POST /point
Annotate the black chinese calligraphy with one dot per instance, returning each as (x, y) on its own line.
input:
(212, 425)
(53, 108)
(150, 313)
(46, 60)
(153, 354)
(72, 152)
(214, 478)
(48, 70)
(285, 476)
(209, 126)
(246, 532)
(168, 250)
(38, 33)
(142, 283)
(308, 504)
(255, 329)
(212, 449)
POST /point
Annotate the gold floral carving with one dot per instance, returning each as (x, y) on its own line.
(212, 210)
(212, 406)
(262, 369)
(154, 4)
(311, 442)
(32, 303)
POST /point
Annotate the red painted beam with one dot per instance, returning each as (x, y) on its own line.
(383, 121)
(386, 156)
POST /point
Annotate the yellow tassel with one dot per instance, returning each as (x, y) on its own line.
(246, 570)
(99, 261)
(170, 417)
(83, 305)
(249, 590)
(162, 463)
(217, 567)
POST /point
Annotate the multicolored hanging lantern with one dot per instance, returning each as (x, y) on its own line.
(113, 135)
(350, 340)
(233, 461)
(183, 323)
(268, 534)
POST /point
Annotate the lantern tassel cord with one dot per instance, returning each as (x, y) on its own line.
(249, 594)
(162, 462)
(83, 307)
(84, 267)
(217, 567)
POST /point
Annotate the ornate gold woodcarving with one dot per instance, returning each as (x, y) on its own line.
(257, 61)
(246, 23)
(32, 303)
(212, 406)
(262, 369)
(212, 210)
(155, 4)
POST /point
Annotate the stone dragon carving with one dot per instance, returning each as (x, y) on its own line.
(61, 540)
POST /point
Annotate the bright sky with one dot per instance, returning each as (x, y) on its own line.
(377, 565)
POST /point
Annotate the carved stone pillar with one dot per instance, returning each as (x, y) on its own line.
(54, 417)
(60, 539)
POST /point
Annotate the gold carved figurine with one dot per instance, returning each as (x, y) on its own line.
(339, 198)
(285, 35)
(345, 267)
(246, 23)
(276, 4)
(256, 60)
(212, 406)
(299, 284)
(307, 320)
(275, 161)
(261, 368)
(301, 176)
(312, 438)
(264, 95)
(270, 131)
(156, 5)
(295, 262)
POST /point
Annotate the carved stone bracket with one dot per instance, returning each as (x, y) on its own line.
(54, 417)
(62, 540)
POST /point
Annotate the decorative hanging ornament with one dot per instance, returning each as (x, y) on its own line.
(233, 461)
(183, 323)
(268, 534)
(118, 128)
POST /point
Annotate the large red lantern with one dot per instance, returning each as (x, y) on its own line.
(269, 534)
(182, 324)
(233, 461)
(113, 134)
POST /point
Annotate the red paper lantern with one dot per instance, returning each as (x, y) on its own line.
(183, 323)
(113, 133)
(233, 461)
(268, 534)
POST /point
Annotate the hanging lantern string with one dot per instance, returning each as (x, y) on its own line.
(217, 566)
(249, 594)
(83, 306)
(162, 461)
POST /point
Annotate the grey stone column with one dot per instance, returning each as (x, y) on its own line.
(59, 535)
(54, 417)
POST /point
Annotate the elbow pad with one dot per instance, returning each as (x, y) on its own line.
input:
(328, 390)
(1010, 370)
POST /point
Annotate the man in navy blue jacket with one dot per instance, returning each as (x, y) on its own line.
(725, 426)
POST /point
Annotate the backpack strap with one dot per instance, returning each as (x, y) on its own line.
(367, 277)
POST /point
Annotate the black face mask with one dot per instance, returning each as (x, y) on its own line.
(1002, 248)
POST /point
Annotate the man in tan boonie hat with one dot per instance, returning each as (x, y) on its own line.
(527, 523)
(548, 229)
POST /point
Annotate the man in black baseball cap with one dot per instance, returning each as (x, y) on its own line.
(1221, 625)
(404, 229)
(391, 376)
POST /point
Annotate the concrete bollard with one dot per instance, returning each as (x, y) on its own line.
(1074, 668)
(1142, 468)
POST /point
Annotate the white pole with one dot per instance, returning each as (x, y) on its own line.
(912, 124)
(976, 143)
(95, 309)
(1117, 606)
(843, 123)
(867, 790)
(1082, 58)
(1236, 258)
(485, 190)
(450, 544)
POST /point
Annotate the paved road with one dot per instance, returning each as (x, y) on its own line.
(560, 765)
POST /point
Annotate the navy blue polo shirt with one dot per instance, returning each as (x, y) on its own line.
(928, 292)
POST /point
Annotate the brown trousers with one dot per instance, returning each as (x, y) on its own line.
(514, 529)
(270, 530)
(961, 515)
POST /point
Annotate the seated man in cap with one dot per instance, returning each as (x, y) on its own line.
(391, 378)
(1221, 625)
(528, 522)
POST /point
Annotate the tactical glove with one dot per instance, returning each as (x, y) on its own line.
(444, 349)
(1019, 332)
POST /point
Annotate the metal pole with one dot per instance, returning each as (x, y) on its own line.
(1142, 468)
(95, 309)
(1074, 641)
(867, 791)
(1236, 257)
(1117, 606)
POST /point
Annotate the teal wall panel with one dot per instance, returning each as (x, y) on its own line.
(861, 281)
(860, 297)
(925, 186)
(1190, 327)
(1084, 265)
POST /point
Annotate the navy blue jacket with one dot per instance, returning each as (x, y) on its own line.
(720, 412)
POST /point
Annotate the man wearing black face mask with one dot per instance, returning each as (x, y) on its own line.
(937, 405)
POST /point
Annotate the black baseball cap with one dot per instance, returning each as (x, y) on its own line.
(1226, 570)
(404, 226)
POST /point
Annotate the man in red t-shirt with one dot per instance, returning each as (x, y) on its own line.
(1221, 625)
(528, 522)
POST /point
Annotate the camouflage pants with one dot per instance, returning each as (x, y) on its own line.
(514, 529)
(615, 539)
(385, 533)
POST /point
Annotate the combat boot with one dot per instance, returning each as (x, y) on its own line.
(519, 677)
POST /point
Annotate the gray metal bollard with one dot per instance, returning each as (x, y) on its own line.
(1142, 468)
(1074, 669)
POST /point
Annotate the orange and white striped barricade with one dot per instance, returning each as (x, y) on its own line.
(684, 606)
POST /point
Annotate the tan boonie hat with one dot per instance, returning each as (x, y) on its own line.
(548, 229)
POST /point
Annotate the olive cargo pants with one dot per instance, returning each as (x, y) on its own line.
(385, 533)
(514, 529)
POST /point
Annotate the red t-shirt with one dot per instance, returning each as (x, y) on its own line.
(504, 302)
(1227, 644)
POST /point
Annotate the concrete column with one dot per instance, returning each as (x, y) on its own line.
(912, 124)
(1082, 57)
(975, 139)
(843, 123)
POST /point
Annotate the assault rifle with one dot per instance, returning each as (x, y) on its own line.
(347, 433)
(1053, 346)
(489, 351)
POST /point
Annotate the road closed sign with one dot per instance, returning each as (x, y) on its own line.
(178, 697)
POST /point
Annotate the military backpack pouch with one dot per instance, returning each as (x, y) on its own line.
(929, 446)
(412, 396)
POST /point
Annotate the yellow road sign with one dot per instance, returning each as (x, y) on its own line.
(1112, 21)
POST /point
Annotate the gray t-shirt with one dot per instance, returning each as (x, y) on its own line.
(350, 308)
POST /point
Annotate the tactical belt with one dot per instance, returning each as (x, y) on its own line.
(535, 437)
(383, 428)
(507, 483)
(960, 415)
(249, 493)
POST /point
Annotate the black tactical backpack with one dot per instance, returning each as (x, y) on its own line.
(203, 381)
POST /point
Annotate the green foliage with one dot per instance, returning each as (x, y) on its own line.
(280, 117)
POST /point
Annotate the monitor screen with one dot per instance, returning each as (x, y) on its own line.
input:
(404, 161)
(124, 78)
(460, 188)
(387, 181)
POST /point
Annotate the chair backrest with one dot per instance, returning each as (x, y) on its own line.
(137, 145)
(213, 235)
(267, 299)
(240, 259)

=== BRIEF ===
Without omitting any record, transcribe the data exactly.

=== OUTPUT BELOW ===
POST /point
Annotate the black chinese calligraphy with one dot per instance, returning each as (x, y) on its own line.
input:
(212, 425)
(53, 108)
(150, 313)
(46, 60)
(153, 354)
(72, 152)
(214, 478)
(48, 70)
(285, 476)
(209, 126)
(246, 532)
(168, 250)
(38, 33)
(142, 283)
(308, 504)
(255, 329)
(212, 449)
POST /point
Annotate the gold floral carving with one dot per instance, returning each as (x, y) on its own line.
(212, 210)
(212, 406)
(262, 369)
(154, 4)
(311, 442)
(32, 303)
POST /point
Annotate the red painted beam with one dot per instance, returning each as (x, y) on its own line.
(383, 121)
(386, 156)
POST /point
Annotate the yellow tassel with one dot per instance, returning each as (x, y) on its own line.
(246, 570)
(99, 261)
(170, 417)
(83, 305)
(249, 590)
(162, 463)
(217, 567)
POST /point
Annotate the multicolored hanging lantern with one dot per instance, returning each as (x, y) on its own line.
(113, 135)
(350, 340)
(233, 461)
(183, 323)
(268, 534)
POST /point
Annotate the lantern tassel cord with one dot per instance, returning each as (x, y) on its own line.
(249, 594)
(162, 462)
(83, 307)
(84, 267)
(217, 567)
POST /point
Annotate the ornate gold woodcarving with one dot per instance, returning each as (x, y) on its own line.
(257, 61)
(246, 23)
(32, 303)
(212, 406)
(262, 369)
(212, 210)
(155, 4)
POST /point
Annotate the stone dragon carving with one dot per instance, returning each as (x, y) on its own line.
(61, 540)
POST /point
Annotate the bright sky with one dot per instance, returning each as (x, y) on its own line.
(377, 565)
POST /point
Annotate the carved stone pillar with one dot per instance, returning each as (x, y) on its own line.
(54, 417)
(60, 539)
POST /point
Annotate the gold carved figurine with one dot per instance, returning each as (x, y) on its own line.
(339, 198)
(285, 35)
(345, 267)
(246, 23)
(276, 4)
(256, 60)
(212, 406)
(299, 284)
(307, 320)
(275, 161)
(261, 368)
(301, 176)
(312, 438)
(264, 95)
(270, 131)
(156, 5)
(295, 262)
POST /point
Annotate the carved stone bracket with one dot per instance, returning each as (x, y) on its own line.
(54, 417)
(62, 540)
POST /point
Annotate the decorative hanging ornament with one dot per instance, returning each as (x, y) on its own line.
(233, 461)
(183, 323)
(268, 534)
(118, 128)
POST /point
Annotate the large red lantern with one dot per instance, returning each as (x, y) on its own line.
(269, 534)
(182, 324)
(233, 461)
(113, 134)
POST /point
Annotate the red paper lantern with one dot per instance, returning each as (x, y) on its own line.
(183, 323)
(113, 133)
(233, 461)
(268, 534)
POST /point
Annotate the hanging lantern string with one dot per instance, returning each as (x, y) on its own line.
(217, 566)
(249, 594)
(83, 306)
(162, 461)
POST /point
Annotate the grey stone column with one dot per instance, returning each as (x, y) on its own line.
(59, 535)
(54, 417)
POST /point
Annotate the elbow pad with one dot per instance, returning each as (x, y) on its own line.
input:
(328, 390)
(1010, 370)
POST /point
Annotate the man in navy blue jacket with one dot per instance, returning each as (x, y) on its own line.
(725, 426)
POST /point
Annotate the backpack strap with one dot per instance, returning each as (x, y) on its own line.
(367, 277)
POST /point
Annotate the black face mask with one dot per instance, returning each as (x, y) on its own line.
(1002, 248)
POST /point
Annotate the man in tan boonie hat with one dot per instance, returning each as (x, y) on its own line.
(527, 523)
(548, 229)
POST /point
Annotate the man in black baseball cap with one dot per instance, returning each as (x, y) on its own line.
(1221, 625)
(404, 229)
(391, 376)
POST /point
Annotate the concrete bollard with one dot per instance, returning each as (x, y) on its own line.
(1074, 668)
(1142, 468)
POST /point
Annotate the white pole with one dot per instance, returning each as (x, y) on its own line.
(912, 124)
(976, 143)
(95, 309)
(1117, 606)
(843, 123)
(867, 790)
(1082, 58)
(1236, 258)
(485, 190)
(450, 544)
POST /point
Annotate the paved road with one dot per instance, returning each as (x, y) on its own line.
(560, 765)
POST /point
Annotate the navy blue polo shirt with one dot per instance, returning each as (x, y) on its own line.
(928, 292)
POST /point
Annotate the brown trousers with one dot per instance, returning each as (x, y) on its own line.
(514, 529)
(270, 530)
(961, 515)
POST /point
Annotate the seated man in cap with one dot per instance, returning each as (x, y) on its own line.
(391, 378)
(1221, 625)
(528, 522)
POST /point
Annotate the tactical glove with one dot per instance, returning each as (x, y) on its own line.
(444, 349)
(1019, 332)
POST /point
Annotate the metal pole with one dot per instance, returning each as (x, y) on its own line.
(1142, 468)
(95, 309)
(1074, 641)
(867, 791)
(1236, 257)
(1117, 606)
POST /point
Annotate the teal wall panel with one dot per instance, returning each as (x, y) on its own line.
(861, 281)
(860, 297)
(925, 186)
(1190, 327)
(1084, 265)
POST /point
Annotate the navy blue jacket with one dot per instance, returning each as (x, y) on its own line.
(720, 412)
POST /point
Annotate the man wearing black face mask with one dot per instance, returning each as (x, y) on its own line.
(937, 405)
POST /point
Annotate the black baseball cap with one dot per instance, returning each as (x, y) on its own line.
(1226, 570)
(404, 226)
POST /point
Annotate the man in red t-shirt with one dot per instance, returning each as (x, y) on its own line.
(1221, 625)
(528, 522)
POST /point
Annotate the camouflage pants with one dot per instance, returning each as (x, y) on its own line.
(514, 529)
(615, 539)
(385, 533)
POST /point
Annotate the combat boot with one dot per instance, returning each as (x, y) on its own line.
(519, 677)
POST /point
Annotate the gray metal bollard with one dot per instance, returning each as (x, y) on its own line.
(1142, 468)
(1074, 669)
POST /point
Annotate the orange and white striped barricade with one dot per instance, returning each as (x, y) on its own line.
(684, 606)
POST /point
Annotate the tan boonie hat with one dot per instance, returning each as (x, y) on its own line.
(548, 229)
POST /point
Annotate the olive cargo pants with one dot per instance, returning each as (x, y) on its own line.
(385, 533)
(514, 529)
POST /point
Annotate the red t-shirt with one dot per instance, returning each as (x, y) on its own line.
(504, 302)
(1227, 644)
POST /point
Annotate the concrete column with one dot per instance, returning each as (x, y) on its own line.
(912, 124)
(1082, 57)
(975, 139)
(843, 123)
POST /point
Annotate the assault rifle with one dot per instance, returning each as (x, y) on its own line.
(347, 433)
(1053, 346)
(489, 351)
POST /point
Annotate the road closed sign with one dot per instance, returning each as (x, y) on its own line.
(178, 697)
POST /point
Annotate the military backpack pouch with one dot per instance, returning each as (x, y) on its own line.
(929, 446)
(412, 396)
POST /point
Annotate the yellow road sign with one dot per instance, returning each as (x, y) on its own line.
(1112, 21)
POST /point
Annotate the gray t-shirt with one dot per instance, returning each as (x, y) on its own line.
(350, 308)
POST /point
Annotate the tactical belt with one dot per instance, returning each as (x, y) on its own line.
(535, 437)
(383, 428)
(507, 483)
(960, 415)
(249, 493)
POST /point
Annotate the black tactical backpack with one dot per instance, returning each as (x, y) on its own line.
(203, 381)
POST /point
Annotate the green foliage with one dot per instance, returning each as (x, y) on its own line.
(280, 117)
POST /point
Annotate the monitor screen with one dot per instance, returning each as (x, y) on its own line.
input:
(404, 161)
(124, 78)
(460, 188)
(387, 181)
POST /point
Annotate the chair backrest with one dot per instance, returning each as (x, y) on its own line.
(137, 145)
(213, 235)
(267, 299)
(240, 259)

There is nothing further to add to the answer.